§ **Sağlanan Malzeme**:
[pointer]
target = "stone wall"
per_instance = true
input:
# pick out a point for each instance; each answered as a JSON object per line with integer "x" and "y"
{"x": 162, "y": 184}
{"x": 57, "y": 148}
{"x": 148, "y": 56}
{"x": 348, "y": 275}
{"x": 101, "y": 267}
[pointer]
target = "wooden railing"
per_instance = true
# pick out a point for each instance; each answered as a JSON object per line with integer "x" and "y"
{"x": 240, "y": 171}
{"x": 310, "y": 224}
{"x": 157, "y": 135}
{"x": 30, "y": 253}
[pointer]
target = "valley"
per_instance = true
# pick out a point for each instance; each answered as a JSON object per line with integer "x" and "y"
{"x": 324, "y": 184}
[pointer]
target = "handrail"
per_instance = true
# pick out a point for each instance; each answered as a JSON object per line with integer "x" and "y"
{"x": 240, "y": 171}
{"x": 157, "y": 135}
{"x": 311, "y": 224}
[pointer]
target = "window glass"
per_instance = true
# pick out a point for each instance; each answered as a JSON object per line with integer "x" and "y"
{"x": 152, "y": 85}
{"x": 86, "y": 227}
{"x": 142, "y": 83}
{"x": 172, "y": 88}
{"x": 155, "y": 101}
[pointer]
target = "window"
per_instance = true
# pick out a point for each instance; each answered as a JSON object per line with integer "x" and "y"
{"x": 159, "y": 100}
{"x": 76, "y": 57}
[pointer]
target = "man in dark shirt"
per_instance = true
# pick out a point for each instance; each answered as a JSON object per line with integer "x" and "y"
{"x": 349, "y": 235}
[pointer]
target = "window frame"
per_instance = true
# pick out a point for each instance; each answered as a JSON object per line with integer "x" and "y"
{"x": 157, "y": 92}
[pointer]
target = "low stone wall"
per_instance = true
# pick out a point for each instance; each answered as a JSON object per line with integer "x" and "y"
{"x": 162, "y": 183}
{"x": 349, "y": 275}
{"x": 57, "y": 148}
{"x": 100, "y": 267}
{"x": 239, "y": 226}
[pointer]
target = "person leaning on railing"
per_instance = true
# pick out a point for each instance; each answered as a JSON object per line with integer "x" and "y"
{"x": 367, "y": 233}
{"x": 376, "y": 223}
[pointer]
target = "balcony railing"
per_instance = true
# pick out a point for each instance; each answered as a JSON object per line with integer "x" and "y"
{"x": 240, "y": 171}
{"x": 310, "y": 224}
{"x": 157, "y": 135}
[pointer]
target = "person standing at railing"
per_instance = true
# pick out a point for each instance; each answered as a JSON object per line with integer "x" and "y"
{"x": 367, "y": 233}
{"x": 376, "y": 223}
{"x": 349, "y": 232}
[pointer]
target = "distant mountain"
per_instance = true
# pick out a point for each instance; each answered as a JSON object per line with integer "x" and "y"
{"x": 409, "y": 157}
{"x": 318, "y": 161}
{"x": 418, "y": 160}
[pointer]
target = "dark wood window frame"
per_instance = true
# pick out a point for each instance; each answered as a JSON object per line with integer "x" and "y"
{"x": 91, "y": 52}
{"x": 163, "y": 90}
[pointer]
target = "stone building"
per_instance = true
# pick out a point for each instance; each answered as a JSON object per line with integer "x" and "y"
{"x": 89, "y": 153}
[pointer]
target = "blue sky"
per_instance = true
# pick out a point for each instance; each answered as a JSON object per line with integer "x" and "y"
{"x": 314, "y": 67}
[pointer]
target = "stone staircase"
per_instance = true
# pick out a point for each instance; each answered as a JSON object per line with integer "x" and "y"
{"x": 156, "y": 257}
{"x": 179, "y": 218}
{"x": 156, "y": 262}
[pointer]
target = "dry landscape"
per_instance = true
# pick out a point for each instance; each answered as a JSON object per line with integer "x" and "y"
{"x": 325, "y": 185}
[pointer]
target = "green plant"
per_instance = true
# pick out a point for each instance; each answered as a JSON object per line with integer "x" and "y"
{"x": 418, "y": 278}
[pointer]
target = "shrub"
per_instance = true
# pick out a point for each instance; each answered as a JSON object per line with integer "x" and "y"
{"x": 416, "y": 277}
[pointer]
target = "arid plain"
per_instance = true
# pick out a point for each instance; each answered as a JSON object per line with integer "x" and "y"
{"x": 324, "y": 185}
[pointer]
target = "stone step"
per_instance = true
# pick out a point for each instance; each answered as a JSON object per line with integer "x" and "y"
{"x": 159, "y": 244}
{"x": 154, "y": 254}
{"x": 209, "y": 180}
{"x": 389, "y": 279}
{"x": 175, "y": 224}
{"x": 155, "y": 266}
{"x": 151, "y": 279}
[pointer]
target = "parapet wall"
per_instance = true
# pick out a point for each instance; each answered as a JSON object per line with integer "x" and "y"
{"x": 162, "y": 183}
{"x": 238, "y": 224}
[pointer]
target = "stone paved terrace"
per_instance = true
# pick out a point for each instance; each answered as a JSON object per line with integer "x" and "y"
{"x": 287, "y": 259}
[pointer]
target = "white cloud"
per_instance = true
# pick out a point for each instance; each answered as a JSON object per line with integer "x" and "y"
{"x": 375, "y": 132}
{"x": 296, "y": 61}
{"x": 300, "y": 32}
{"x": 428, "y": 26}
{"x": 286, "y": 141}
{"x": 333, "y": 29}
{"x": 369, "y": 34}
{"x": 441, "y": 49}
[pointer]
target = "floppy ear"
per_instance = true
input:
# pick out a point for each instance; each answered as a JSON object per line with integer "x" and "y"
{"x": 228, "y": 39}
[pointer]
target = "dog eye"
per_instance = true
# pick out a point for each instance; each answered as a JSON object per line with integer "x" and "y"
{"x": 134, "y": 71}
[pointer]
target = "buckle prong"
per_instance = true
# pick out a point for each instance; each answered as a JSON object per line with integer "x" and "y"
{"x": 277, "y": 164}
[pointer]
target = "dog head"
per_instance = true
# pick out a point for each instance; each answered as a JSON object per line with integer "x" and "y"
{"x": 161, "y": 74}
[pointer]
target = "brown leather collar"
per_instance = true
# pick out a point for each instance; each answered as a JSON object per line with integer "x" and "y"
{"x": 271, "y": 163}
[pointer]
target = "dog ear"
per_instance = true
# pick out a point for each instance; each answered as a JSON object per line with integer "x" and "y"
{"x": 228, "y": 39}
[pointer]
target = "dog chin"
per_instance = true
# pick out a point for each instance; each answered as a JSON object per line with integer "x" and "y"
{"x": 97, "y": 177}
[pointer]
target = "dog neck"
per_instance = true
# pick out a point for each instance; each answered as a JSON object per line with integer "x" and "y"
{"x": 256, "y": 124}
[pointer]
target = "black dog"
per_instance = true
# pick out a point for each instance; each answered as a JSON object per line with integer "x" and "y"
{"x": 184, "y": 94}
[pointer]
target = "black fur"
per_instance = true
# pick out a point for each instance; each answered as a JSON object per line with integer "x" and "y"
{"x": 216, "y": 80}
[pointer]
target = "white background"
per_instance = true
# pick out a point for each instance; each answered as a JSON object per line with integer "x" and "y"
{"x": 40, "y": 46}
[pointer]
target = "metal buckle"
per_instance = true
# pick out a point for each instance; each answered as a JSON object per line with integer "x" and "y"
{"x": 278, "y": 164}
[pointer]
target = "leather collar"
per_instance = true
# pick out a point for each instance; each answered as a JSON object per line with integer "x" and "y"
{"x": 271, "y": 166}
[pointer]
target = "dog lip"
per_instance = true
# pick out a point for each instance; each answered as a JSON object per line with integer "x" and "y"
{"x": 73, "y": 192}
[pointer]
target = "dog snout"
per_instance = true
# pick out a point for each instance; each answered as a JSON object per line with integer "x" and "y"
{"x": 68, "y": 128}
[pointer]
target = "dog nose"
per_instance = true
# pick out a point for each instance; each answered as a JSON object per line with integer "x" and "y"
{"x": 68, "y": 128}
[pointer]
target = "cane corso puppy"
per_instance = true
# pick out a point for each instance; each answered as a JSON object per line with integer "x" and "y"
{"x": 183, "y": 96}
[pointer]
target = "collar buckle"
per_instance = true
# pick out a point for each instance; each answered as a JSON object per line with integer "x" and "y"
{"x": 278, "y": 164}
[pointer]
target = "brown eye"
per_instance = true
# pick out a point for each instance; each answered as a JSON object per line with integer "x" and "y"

§ **Meydan Okuma**: Yukarıdaki kayıtlarda "brown" sözcüğünü barındıran bütün satırları derleyiniz. Büyük ve küçük harf ayrımı dikkate alınmalıdır.

§ **Görevin Sonucu**:
target = "brown leather collar"
target = "brown eye"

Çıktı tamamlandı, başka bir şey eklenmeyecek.